_Extrait du document_.
################

Extrait de « E comme écrire en français » par Julia Kristeva , recueilli dans un ouvrage collectif sur la langue française.

Tu auras remarqué la beauté stylistique de ce passage qui recèle — si tu as pu lire tout le texte dont il est extrait — une beauté intérieure, une mélancolie des origines mais une mélancolie sans regret, teintée par la fierté légitime de posséder la maîtrise absolue d’une langue non maternelle. Écrire, c’est aussi savourer chaque mot en touillant bien au fond du pot de peur d’en laisser échapper.

Les mots ne sont pas que des assemblages plus ou moins normés de lettres et de sons. Et malgré les apparences et la violence de ses auto-proclamés gardiens, la langue française est tout sauf normée : c’est une langue d’usage. Ce qui signifie qu’une expression, à priori inexacte, deviendra légitime à partir du moment où elle sera massivement employée, dans la rue et dans les livres. Par exemple, l’expression « j’ai été au cinéma » au lieu de « je suis allé au cinéma » ne choque plus personne. À part moi. Comment peut-on encore aller au cinéma ?

La langue française est donc une langue vivante. Si les mots disent beaucoup de celui qui les prononce, ils disent tout de celui qui les écrit. La parole, souvent immédiate et circonstancielle, peut parfois être confuse et inexacte. Elle sera d’autant plus inexacte qu’elle aura été préparée. Les tribuns sont à fuir. L’écrit n’est jamais circonstanciel. Et, malheureusement pour l’écrivain, il s’avère toujours exact. On ne dit jamais ce que l’on pense vraiment mais on l’écrit. Toujours. Parfois malgré soi. Parce qu’on se connaît mal. Parce qu’on ne maîtrise pas sa langue. Parce qu’on a voulu oublier ces choses inoubliables. C’est parce qu’on se retranche derrière la parole pour éviter de dire les choses que l’écrit nous les rappelle. Sans haine. Sans animosité. Avec quand même un léger sourire moqueur. Mot. Cœur. C’est le cœur de l’écriture. On peut bien sûr maquiller les mots. Les enrober. Ou tenter de. Il y en aura toujours un pour éviter le fard et éclairer ton texte de sa lumière plein phare. Tu peux écrire mille pages de mots choisis et soupesés, il y en aura toujours un, au moins un, qui sera le phare indiquant tes récifs.

################

_Consigne_. Recopiez en entier l'extrait sur l'écriture en français, sans y changer un seul mot ni un seul signe. Seul l'extrait sert de référence pour ce travail.

################

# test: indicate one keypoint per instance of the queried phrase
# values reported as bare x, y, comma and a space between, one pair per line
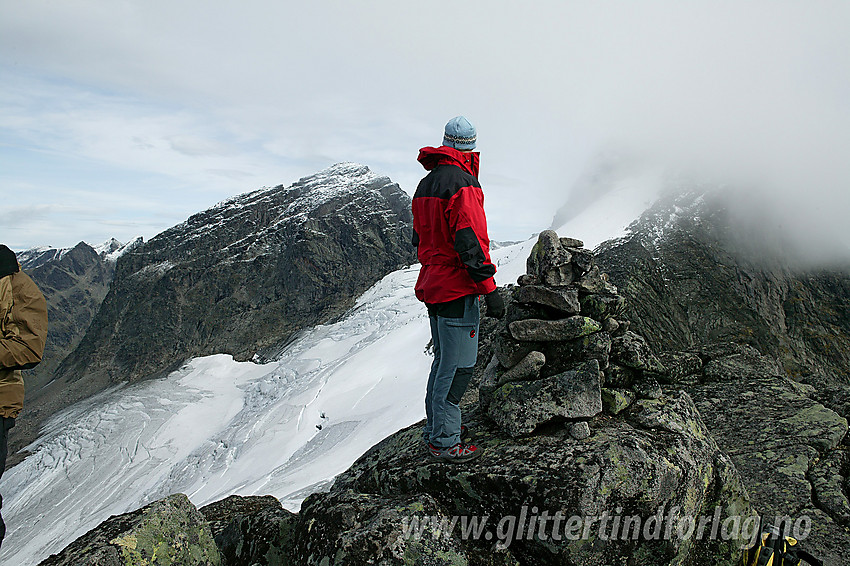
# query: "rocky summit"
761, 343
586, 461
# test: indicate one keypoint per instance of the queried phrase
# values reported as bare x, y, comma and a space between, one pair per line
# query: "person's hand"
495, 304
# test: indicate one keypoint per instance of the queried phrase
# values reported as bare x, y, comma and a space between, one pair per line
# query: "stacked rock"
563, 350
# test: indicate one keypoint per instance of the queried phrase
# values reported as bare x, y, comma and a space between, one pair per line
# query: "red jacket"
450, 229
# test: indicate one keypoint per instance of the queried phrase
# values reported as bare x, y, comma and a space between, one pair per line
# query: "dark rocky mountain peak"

################

_Résultat de l'exercice_.
Extrait de « E comme écrire en français » par Julia Kristeva , recueilli dans un ouvrage collectif sur la langue française.

Tu auras remarqué la beauté stylistique de ce passage qui recèle — si tu as pu lire tout le texte dont il est extrait — une beauté intérieure, une mélancolie des origines mais une mélancolie sans regret, teintée par la fierté légitime de posséder la maîtrise absolue d’une langue non maternelle. Écrire, c’est aussi savourer chaque mot en touillant bien au fond du pot de peur d’en laisser échapper.

Les mots ne sont pas que des assemblages plus ou moins normés de lettres et de sons. Et malgré les apparences et la violence de ses auto-proclamés gardiens, la langue française est tout sauf normée : c’est une langue d’usage. Ce qui signifie qu’une expression, à priori inexacte, deviendra légitime à partir du moment où elle sera massivement employée, dans la rue et dans les livres. Par exemple, l’expression « j’ai été au cinéma » au lieu de « je suis allé au cinéma » ne choque plus personne. À part moi. Comment peut-on encore aller au cinéma ?

La langue française est donc une langue vivante. Si les mots disent beaucoup de celui qui les prononce, ils disent tout de celui qui les écrit. La parole, souvent immédiate et circonstancielle, peut parfois être confuse et inexacte. Elle sera d’autant plus inexacte qu’elle aura été préparée. Les tribuns sont à fuir. L’écrit n’est jamais circonstanciel. Et, malheureusement pour l’écrivain, il s’avère toujours exact. On ne dit jamais ce que l’on pense vraiment mais on l’écrit. Toujours. Parfois malgré soi. Parce qu’on se connaît mal. Parce qu’on ne maîtrise pas sa langue. Parce qu’on a voulu oublier ces choses inoubliables. C’est parce qu’on se retranche derrière la parole pour éviter de dire les choses que l’écrit nous les rappelle. Sans haine. Sans animosité. Avec quand même un léger sourire moqueur. Mot. Cœur. C’est le cœur de l’écriture. On peut bien sûr maquiller les mots. Les enrober. Ou tenter de. Il y en aura toujours un pour éviter le fard et éclairer ton texte de sa lumière plein phare. Tu peux écrire mille pages de mots choisis et soupesés, il y en aura toujours un, au moins un, qui sera le phare indiquant tes récifs.